PROVIDED TEXT.
________
By: Matt Garrott

I saw an infographic on social media recently with a breakdown of COVID infections in the United States by county.  What caught my eye was the state with the fewest infections – Louisiana with zero.  How could this be?  The author’s reply in the comments: The computer program used to scrape the data from state websites counted Louisiana as zero because that state doesn’t have counties, it has parishes.  This was a case of Artificial Intelligence lacking Actual Wisdom.

Like many of you, we are constantly pitched financial products.  Intelligence helps sort the good strategies from the bad, but it’s wisdom that sorts products that are a want (hot sectors, name-brand hedge funds) from investments that are truly needed to get investment results.

We are on guard against “new” products that are really just old ideas wrapped in a shiny, more expensive wrapper.  This includes closet indexers, managers who charge a premium for their security selection expertise, but their portfolios look like their benchmark index.  ESG investors especially need to be careful with the revelation that Deutsche Bank’s asset-management arm allegedly overstated how much it actually invested using ESG criteria.

Some funds look great on their own, but in the context of a diversified portfolio add no value.  Why pay 1.5% for a strategy like that when a portfolio of ETFs does the same thing for a fraction of the cost?

Do we REALLY need this fund/strategy/asset class?  Whenever I’m tempted to add something new to our lineup, I ask myself, “Am I adding tomato to a fruit salad?”  A smart person knows a tomato is technically a fruit, but a person with common sense knows tomatoes don’t belong in a fruit salad.
________
SOURCE DATA.
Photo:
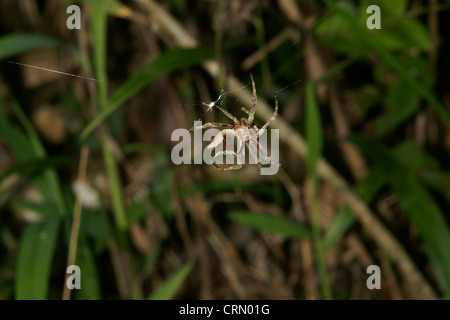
________
TASK LIST.
A: Print the passage of the article on financial products from "We are on guard" up to and including "of the cost?".
B: Using the article on financial products, answer the following:
(i) According to the author of the infographic, why did the program count Louisiana as having zero infections?
(ii) What fee does the article question paying for a strategy that adds no value to a diversified portfolio?
(iii) Whose asset-management arm allegedly overstated how much it invested using ESG criteria?

EXERCISE ANSWERS.
A:
We are on guard against “new” products that are really just old ideas wrapped in a shiny, more expensive wrapper.  This includes closet indexers, managers who charge a premium for their security selection expertise, but their portfolios look like their benchmark index.  ESG investors especially need to be careful with the revelation that Deutsche Bank’s asset-management arm allegedly overstated how much it actually invested using ESG criteria.

Some funds look great on their own, but in the context of a diversified portfolio add no value.  Why pay 1.5% for a strategy like that when a portfolio of ETFs does the same thing for a fraction of the cost?

B:
(i) Louisiana does not have counties; it has parishes.
(ii) 1.5%.
(iii) Deutsche Bank's.